§ **TO BE DONE**
Rewrite all of the material below, replacing every occurrence of "Place a marker on" with "Put a dot on" and leaving everything else unchanged. Omit the pictures.

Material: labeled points
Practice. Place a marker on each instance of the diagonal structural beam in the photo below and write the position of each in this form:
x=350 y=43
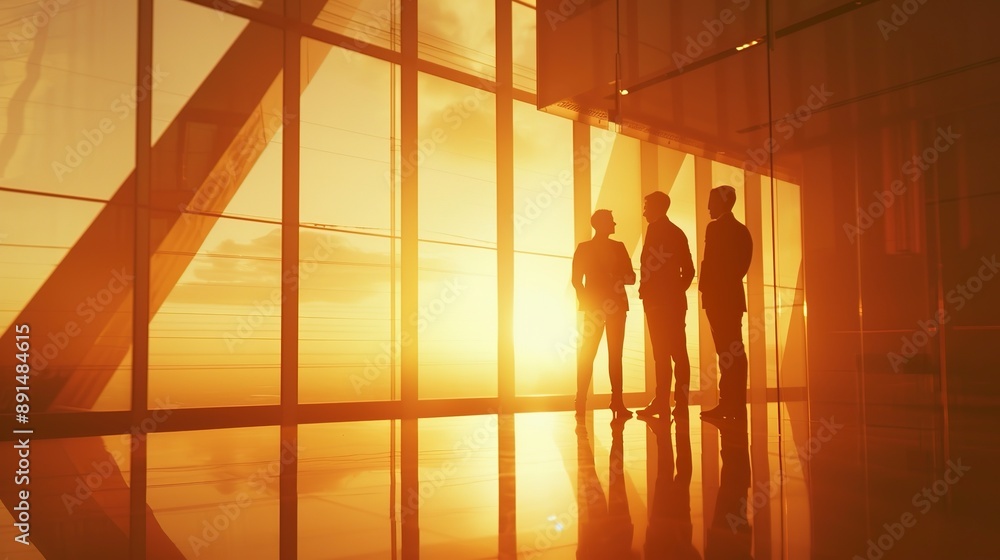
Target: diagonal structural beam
x=81 y=317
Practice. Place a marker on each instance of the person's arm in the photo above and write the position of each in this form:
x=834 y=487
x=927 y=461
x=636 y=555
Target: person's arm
x=684 y=259
x=577 y=274
x=627 y=273
x=746 y=253
x=707 y=261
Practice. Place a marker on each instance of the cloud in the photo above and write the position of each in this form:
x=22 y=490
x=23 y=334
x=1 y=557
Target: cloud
x=336 y=267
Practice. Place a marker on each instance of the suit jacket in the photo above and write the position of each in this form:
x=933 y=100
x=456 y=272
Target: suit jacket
x=607 y=267
x=666 y=267
x=728 y=249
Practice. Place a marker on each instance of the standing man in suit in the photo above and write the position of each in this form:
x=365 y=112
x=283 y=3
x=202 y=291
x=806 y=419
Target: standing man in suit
x=666 y=273
x=728 y=249
x=607 y=267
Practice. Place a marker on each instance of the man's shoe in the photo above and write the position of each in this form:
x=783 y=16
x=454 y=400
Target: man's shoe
x=618 y=409
x=654 y=408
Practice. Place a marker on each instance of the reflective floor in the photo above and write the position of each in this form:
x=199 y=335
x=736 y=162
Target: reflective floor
x=546 y=485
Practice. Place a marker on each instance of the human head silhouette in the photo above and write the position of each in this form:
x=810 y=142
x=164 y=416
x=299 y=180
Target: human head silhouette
x=603 y=222
x=656 y=205
x=721 y=200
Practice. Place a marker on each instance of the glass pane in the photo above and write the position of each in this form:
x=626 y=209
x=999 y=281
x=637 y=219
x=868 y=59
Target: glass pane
x=544 y=301
x=216 y=338
x=348 y=333
x=215 y=492
x=523 y=48
x=217 y=127
x=545 y=333
x=456 y=162
x=70 y=285
x=70 y=111
x=365 y=22
x=215 y=296
x=459 y=34
x=346 y=471
x=457 y=322
x=66 y=258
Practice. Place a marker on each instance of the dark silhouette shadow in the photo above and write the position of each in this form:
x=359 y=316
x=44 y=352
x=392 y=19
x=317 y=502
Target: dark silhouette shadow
x=601 y=269
x=605 y=522
x=729 y=536
x=669 y=533
x=728 y=250
x=666 y=273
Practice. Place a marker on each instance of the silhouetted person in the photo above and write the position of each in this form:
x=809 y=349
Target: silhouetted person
x=669 y=533
x=729 y=536
x=666 y=272
x=728 y=248
x=605 y=529
x=601 y=268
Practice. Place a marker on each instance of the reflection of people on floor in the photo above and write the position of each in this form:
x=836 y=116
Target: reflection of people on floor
x=666 y=274
x=728 y=250
x=601 y=269
x=605 y=522
x=729 y=537
x=669 y=533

§ **EXPECTED ANSWER**
Practice. Put a dot on each instance of the diagonal structural beam in the photo below and write the position of each in this form:
x=350 y=43
Target: diagonal structural beam
x=81 y=317
Practice. Put a dot on each instance of the person's arm in the photo above and write the position of each in this form:
x=834 y=487
x=927 y=461
x=636 y=555
Target: person's arm
x=684 y=259
x=577 y=274
x=627 y=273
x=746 y=253
x=707 y=261
Practice. Put a dot on each instance of the cloud in the photo above and write the position of each in this form:
x=22 y=490
x=23 y=334
x=1 y=557
Target: cloud
x=336 y=267
Practice. Put a dot on each instance of the suit jacket in the photo above and write the position of each in this form:
x=933 y=100
x=456 y=272
Target: suit jacket
x=607 y=267
x=666 y=267
x=728 y=249
Practice. Put a dot on each instance of the standing man in suit in the photo above and write the position of each in this form:
x=365 y=112
x=283 y=3
x=202 y=291
x=806 y=419
Target: standing man in suit
x=666 y=273
x=728 y=249
x=607 y=267
Practice. Put a dot on each instance of the man's shoe in the photo above and write the position of each in this form:
x=783 y=16
x=454 y=400
Target: man's shoe
x=618 y=409
x=654 y=408
Practice. Put a dot on each instance of the reflective floor in the photo above and write the position of each in this form:
x=199 y=335
x=736 y=162
Target: reflective floor
x=546 y=485
Practice. Put a dot on each instance of the human head silhouette in the photo above and write the position of each in this form:
x=810 y=142
x=164 y=416
x=299 y=180
Target: human head silhouette
x=603 y=222
x=656 y=205
x=721 y=200
Practice. Put a dot on each instance of the glass pane in the photo above and write the position of each in this form:
x=626 y=209
x=999 y=281
x=637 y=219
x=868 y=59
Target: glass pane
x=544 y=301
x=216 y=338
x=348 y=333
x=215 y=492
x=523 y=48
x=217 y=127
x=545 y=333
x=456 y=162
x=70 y=285
x=70 y=111
x=365 y=22
x=215 y=296
x=459 y=34
x=346 y=471
x=457 y=322
x=66 y=258
Practice. Put a dot on each instance of the dark silhouette shadow in the photo above and write the position of each in this form:
x=359 y=316
x=44 y=352
x=392 y=19
x=317 y=502
Target: dark silhouette shadow
x=601 y=269
x=605 y=522
x=729 y=536
x=669 y=533
x=728 y=250
x=666 y=273
Practice. Put a dot on each instance of the silhouetted person in the photo above and write the position of each in this form:
x=809 y=349
Target: silhouetted person
x=669 y=533
x=729 y=536
x=666 y=272
x=728 y=248
x=605 y=529
x=601 y=268
Practice. Put a dot on each instance of the reflection of people on floor in the photo above and write the position of each in this form:
x=836 y=116
Target: reflection of people on floor
x=666 y=274
x=728 y=250
x=601 y=269
x=605 y=522
x=729 y=537
x=669 y=533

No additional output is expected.